Set down, word for word, every line of the material below from the one containing "# give x and y for each instance of the leafy" through the one containing "# give x and y for each instance of the textured", but none of its pictures.

__________________________________________________

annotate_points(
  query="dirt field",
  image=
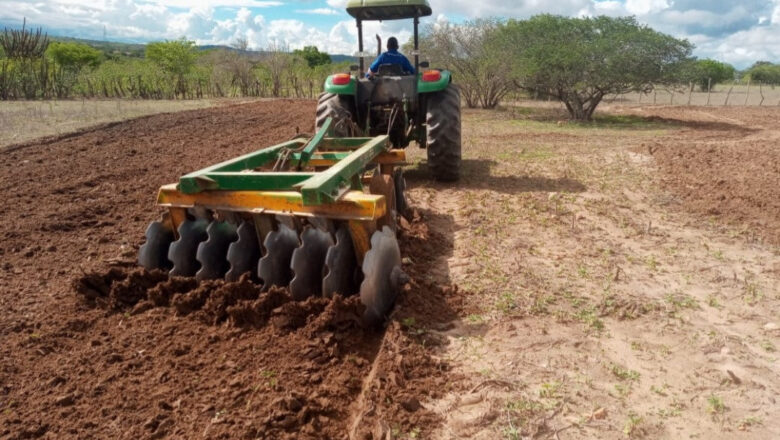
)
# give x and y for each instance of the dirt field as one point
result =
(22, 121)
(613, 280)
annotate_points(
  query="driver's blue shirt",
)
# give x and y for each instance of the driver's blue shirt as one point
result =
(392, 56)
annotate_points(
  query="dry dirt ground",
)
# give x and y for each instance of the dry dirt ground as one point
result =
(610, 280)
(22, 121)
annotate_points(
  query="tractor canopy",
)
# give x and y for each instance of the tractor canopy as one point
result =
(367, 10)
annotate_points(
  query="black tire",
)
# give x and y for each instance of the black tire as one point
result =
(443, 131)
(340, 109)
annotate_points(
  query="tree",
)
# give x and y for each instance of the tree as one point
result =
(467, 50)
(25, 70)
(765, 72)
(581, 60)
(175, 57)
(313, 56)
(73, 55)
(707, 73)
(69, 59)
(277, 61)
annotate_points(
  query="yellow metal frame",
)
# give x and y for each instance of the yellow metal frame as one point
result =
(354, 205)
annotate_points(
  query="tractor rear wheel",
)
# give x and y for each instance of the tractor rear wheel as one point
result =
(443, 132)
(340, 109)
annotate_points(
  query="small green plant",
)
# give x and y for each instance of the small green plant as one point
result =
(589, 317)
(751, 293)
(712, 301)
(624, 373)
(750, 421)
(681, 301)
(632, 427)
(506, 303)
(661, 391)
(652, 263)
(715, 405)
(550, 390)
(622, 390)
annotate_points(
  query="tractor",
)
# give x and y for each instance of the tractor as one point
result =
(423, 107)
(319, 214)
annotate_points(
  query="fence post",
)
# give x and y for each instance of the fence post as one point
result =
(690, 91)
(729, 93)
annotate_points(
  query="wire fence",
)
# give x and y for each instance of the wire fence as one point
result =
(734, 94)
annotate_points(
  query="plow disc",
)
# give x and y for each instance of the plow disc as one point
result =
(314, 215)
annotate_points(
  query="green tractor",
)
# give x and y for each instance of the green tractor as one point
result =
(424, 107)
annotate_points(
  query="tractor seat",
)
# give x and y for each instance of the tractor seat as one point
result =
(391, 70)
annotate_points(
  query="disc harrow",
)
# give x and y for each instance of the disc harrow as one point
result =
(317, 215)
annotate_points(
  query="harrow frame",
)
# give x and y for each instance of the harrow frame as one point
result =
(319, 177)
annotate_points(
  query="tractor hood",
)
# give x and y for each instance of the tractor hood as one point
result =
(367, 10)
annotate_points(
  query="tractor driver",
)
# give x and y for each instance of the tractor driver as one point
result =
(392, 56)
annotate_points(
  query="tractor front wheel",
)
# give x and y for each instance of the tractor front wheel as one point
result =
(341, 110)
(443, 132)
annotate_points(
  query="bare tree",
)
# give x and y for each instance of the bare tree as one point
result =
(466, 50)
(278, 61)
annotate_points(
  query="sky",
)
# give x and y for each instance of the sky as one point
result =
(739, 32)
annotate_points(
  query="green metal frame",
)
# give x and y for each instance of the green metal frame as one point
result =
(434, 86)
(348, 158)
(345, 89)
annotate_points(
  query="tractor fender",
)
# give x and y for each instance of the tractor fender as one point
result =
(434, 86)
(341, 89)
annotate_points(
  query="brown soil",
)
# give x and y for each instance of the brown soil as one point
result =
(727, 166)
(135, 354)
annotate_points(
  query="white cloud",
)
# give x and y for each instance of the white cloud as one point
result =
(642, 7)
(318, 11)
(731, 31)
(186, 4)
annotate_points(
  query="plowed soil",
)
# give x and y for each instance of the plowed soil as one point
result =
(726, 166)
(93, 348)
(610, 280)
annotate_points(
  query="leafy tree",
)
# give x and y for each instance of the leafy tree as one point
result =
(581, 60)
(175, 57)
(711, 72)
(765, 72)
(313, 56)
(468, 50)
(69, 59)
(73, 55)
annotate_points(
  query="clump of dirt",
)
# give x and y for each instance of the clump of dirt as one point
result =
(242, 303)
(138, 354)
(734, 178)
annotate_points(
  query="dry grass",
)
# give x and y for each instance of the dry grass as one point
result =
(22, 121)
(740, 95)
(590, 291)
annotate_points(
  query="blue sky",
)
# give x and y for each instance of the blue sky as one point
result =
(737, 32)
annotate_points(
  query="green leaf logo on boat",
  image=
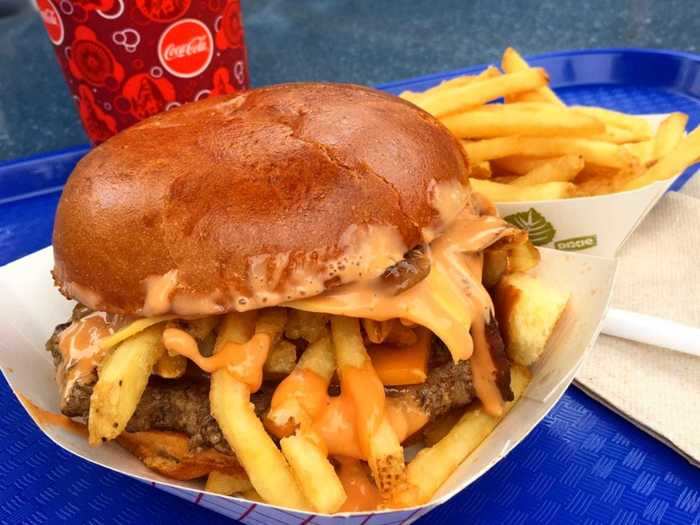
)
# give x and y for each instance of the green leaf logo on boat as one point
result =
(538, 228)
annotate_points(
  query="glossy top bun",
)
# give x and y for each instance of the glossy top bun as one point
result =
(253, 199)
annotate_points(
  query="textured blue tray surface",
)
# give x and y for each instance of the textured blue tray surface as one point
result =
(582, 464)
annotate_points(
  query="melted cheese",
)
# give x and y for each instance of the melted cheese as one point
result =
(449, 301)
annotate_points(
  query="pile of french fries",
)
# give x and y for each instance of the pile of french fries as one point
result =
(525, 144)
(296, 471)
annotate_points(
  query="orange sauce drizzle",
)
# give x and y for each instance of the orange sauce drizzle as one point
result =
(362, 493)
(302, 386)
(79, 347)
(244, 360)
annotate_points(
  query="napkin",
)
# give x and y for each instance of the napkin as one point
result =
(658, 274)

__________________________________________________

_RESPONSE BELOW_
# give x and y for each instance of the leafy tree as one point
result =
(581, 60)
(175, 57)
(711, 72)
(765, 72)
(313, 56)
(468, 50)
(69, 59)
(73, 55)
annotate_points(
  query="clump of dirt",
)
# give x and y for each instance of the clump of dirt as one point
result =
(242, 303)
(138, 354)
(734, 178)
annotate_points(
  query="dry grass",
)
# give x and y for each instance of the dry grass as one point
result =
(22, 121)
(740, 95)
(590, 291)
annotate_points(
  query="blue sky",
)
# give x and y for each instance of the blue sky as one point
result =
(737, 32)
annotate_points(
  query="green leaf logo on boat",
  image=
)
# give x and y for each instance of the green leaf logo on boat as one point
result =
(538, 228)
annotate_points(
  query="glossy top bun",
)
# give x and y for each instance of the glossy top bun as one point
result =
(253, 199)
annotate_points(
  query="textured blue tray surface",
)
# give x and y for each instance of the textured blue tray surface as one point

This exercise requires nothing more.